Extracted data entries

━━━━━━━━━━━━━━━━━━━━━━━━━━━━━━

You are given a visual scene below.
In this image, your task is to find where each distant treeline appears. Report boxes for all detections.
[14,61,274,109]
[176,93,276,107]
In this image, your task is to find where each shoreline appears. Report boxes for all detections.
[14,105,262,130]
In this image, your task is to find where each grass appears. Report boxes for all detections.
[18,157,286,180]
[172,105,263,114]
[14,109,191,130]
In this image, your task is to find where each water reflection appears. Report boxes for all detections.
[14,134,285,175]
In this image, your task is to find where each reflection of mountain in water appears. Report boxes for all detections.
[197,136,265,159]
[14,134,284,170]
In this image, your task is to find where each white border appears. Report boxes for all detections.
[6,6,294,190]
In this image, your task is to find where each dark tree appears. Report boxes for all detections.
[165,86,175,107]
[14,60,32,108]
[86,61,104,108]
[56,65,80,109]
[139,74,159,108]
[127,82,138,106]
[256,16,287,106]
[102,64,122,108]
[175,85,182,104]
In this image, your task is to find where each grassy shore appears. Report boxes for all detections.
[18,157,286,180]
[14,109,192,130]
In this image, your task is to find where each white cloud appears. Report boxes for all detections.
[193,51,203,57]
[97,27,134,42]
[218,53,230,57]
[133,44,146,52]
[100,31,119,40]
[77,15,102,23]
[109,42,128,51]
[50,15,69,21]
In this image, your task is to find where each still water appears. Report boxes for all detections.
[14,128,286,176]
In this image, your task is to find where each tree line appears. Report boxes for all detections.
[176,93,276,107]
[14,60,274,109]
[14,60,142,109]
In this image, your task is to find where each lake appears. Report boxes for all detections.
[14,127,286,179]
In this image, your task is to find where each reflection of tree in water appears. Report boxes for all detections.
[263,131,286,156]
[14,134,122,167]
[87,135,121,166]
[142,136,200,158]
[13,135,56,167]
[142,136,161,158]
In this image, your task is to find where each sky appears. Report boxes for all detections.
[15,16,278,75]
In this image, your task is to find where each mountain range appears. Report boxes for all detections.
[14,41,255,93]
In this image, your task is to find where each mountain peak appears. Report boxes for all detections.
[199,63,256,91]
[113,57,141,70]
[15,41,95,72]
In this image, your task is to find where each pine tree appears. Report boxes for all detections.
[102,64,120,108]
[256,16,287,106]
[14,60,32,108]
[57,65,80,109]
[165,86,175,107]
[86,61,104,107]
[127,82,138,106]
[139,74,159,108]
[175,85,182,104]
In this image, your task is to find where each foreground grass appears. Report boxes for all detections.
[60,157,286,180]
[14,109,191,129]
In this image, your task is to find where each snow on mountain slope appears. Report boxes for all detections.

━━━━━━━━━━━━━━━━━━━━━━━━━━━━━━

### WRITTEN REQUEST
Rewrite the records above, replacing each occurrence of "Report boxes for all detections" with "Return boxes for every detection" and changing nothing else.

### SOLUTION BELOW
You are given a visual scene below.
In this image, your task is to find where each distant treeline appears. Return boxes for every detection.
[14,61,274,109]
[176,93,276,107]
In this image, your task is to find where each shoreline appears. Return boxes for every detection.
[14,105,262,130]
In this image, your task is to find where each grass appears. Return boxes for every detection.
[18,157,286,180]
[172,105,263,114]
[14,109,191,130]
In this image, your task is to find where each water reflection appears. Return boxes for every detection.
[14,134,285,175]
In this image, your task is to find where each reflection of mountain in water appears. Return boxes for every detection.
[197,136,265,159]
[14,134,284,170]
In this image, your task is to find where each white border appears. Return boxes for every detection.
[6,6,294,190]
In this image, your task is to find where each dark tree appears. Return boxes for every detection.
[165,86,175,107]
[14,60,32,108]
[86,61,104,108]
[56,65,80,109]
[139,74,159,108]
[127,82,138,106]
[256,16,287,106]
[102,64,122,108]
[175,85,182,104]
In this image, your task is to find where each grassy shore appears. Return boxes for every detection.
[18,157,286,180]
[14,109,192,130]
In this image, your task is to find where each white cloud appears. Return boxes for every detection.
[193,51,203,57]
[97,27,134,42]
[218,53,230,57]
[133,44,146,52]
[100,31,119,40]
[77,15,102,23]
[109,42,128,51]
[50,15,69,21]
In this image, your task is to find where each still water appears. Return boxes for every detection.
[14,128,286,176]
In this image, your task is to find where each tree line appears. Return boxes for every detection.
[176,93,276,107]
[14,60,274,109]
[14,60,142,109]
In this image, your task is to find where each lake appears. Return boxes for every detection.
[14,127,286,179]
In this image, your task is to find where each reflection of tree in water appears. Return boxes for every detection.
[263,131,286,156]
[14,134,122,167]
[87,135,121,166]
[142,136,200,158]
[13,135,56,167]
[142,136,161,158]
In this image, your task is to find where each sky appears. Return boxes for every detection.
[15,16,278,75]
In this image, your task is to find where each mountain range appears. Return boxes for every detection.
[14,41,255,93]
In this image, your task is to find where each mountain peak appears. Return boxes for every detection.
[199,63,256,91]
[113,57,141,70]
[15,41,95,72]
In this image, your task is to find where each pine tree appears. Return boxes for every detection.
[102,64,120,108]
[256,16,287,106]
[14,60,32,108]
[57,65,80,109]
[165,86,175,107]
[86,61,104,107]
[127,82,138,106]
[139,74,159,108]
[175,85,182,104]
In this image, your task is to find where each foreground grass appears. Return boxes for every detection.
[60,157,286,180]
[14,109,191,129]
In this image, your task is to find where each snow on mountain slope appears. Return boxes for every detection.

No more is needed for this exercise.